§ PROBLEM DETAILS:
In the records, each line holding "orange" must be reported.

== Segment start ==

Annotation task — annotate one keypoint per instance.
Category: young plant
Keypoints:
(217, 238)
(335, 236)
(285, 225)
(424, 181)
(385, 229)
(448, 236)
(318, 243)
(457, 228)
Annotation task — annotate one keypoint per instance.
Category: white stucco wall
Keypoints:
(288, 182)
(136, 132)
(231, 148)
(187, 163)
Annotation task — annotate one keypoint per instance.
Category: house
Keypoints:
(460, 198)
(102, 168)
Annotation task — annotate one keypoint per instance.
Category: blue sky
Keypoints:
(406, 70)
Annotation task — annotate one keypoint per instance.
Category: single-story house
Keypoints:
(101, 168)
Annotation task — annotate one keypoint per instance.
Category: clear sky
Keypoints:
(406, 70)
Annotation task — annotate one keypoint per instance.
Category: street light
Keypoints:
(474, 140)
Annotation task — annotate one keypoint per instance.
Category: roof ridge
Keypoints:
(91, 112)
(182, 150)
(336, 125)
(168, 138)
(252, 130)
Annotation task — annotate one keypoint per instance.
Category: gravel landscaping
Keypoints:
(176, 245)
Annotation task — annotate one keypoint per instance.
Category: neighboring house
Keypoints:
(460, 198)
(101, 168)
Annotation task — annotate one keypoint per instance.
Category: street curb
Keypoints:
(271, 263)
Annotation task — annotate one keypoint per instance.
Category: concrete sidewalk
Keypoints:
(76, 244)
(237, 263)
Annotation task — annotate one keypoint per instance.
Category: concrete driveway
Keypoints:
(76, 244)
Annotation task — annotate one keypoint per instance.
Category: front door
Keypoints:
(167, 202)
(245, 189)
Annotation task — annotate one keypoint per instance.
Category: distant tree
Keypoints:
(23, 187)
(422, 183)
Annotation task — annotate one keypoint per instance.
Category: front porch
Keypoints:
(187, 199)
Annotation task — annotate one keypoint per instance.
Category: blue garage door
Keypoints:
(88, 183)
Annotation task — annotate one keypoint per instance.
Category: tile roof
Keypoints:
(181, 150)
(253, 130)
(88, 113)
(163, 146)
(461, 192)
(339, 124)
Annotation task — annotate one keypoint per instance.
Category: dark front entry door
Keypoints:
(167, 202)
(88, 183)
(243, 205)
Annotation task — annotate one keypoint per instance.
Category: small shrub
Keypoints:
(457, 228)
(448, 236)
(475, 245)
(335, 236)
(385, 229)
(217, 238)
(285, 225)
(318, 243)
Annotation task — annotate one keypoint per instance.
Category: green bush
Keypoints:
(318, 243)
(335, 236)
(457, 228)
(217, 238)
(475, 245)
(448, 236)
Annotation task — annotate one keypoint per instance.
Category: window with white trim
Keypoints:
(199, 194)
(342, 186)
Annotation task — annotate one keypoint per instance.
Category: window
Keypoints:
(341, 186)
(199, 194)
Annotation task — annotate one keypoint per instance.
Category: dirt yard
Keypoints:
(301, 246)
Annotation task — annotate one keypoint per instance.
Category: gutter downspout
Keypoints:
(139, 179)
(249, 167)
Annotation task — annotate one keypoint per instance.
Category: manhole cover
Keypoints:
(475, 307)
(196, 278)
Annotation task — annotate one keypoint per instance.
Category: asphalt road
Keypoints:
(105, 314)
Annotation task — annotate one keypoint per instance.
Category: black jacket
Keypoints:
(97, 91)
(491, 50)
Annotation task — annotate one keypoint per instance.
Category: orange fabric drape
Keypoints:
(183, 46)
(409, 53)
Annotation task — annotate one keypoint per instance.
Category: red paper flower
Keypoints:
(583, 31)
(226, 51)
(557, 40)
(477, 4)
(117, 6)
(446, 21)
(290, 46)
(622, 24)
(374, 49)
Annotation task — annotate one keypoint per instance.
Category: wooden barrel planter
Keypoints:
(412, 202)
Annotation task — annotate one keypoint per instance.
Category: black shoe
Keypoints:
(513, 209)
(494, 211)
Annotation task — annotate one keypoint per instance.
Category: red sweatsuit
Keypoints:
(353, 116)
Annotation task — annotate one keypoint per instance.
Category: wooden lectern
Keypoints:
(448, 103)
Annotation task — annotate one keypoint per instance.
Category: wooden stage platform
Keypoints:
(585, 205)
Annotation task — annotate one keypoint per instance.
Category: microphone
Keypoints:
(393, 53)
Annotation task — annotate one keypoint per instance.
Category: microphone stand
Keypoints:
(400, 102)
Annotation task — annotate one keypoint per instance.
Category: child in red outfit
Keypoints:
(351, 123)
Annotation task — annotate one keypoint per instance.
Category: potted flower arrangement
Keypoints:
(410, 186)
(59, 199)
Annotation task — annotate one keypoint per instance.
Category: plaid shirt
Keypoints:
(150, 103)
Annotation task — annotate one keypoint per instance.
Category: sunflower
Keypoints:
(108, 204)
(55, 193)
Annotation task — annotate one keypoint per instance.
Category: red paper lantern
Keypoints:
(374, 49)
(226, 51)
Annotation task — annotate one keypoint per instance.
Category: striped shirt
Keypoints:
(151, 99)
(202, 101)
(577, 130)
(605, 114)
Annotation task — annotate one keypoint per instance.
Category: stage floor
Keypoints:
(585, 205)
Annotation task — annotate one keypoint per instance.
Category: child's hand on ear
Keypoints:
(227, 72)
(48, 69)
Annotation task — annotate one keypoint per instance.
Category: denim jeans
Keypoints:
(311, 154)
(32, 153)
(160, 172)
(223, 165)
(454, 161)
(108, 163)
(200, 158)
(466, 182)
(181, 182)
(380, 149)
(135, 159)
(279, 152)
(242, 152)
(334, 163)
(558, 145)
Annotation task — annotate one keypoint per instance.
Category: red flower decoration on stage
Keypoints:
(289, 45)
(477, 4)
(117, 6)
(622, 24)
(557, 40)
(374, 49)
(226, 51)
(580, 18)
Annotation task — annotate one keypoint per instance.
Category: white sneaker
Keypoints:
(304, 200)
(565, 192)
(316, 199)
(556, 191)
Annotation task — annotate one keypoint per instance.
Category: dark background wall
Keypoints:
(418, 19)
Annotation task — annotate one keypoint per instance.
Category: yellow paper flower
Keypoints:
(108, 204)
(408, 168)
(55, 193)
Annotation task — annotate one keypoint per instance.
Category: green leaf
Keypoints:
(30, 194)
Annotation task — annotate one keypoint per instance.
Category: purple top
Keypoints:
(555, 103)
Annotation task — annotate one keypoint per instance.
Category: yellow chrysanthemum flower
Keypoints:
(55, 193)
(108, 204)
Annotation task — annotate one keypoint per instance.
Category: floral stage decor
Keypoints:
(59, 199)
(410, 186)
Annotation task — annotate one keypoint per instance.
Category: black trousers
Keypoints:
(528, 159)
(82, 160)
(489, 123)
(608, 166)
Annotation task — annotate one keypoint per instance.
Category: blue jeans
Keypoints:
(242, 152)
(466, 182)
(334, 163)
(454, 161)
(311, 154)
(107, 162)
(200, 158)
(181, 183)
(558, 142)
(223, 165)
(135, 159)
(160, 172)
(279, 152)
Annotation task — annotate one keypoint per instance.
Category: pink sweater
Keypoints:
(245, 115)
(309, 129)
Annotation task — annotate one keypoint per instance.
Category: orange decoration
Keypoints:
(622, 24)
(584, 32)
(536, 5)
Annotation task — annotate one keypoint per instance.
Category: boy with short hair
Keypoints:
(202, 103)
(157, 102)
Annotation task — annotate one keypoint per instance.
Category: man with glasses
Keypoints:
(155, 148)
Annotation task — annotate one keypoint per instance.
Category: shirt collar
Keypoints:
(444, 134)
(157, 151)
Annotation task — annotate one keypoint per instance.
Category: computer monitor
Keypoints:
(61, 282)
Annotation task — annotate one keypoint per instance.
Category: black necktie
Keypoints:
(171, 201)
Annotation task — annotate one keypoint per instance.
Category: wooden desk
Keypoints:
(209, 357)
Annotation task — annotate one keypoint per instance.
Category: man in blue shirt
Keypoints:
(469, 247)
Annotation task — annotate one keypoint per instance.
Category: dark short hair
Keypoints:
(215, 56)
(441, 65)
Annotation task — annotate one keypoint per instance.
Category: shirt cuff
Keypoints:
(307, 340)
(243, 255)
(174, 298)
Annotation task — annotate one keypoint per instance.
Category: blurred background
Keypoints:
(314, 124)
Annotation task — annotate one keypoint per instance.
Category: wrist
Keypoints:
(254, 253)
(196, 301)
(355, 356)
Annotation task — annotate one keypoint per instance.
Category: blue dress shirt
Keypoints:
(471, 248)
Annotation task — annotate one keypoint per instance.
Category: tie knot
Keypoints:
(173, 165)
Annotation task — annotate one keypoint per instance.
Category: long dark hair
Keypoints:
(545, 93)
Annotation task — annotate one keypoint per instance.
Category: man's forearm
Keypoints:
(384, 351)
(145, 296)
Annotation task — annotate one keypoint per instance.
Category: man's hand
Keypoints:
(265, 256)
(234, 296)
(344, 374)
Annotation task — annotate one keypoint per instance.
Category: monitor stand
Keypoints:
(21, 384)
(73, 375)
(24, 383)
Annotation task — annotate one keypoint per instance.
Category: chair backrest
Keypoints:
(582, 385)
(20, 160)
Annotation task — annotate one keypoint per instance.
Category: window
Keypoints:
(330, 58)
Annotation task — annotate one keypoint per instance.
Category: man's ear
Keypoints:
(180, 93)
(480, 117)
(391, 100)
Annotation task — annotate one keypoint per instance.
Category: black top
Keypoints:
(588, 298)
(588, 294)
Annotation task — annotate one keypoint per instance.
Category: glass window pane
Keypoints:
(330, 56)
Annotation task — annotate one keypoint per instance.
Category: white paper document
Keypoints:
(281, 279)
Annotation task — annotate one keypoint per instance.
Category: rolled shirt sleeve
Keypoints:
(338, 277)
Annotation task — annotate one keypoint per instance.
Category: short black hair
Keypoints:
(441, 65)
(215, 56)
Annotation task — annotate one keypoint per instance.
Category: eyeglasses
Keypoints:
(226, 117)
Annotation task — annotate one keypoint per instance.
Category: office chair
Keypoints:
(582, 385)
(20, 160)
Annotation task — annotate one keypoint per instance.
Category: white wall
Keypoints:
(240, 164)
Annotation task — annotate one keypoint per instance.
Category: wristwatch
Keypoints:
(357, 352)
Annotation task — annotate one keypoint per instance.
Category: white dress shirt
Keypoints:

== Segment end ==

§ OUTPUT:
Category: orange fabric drape
Category: orange decoration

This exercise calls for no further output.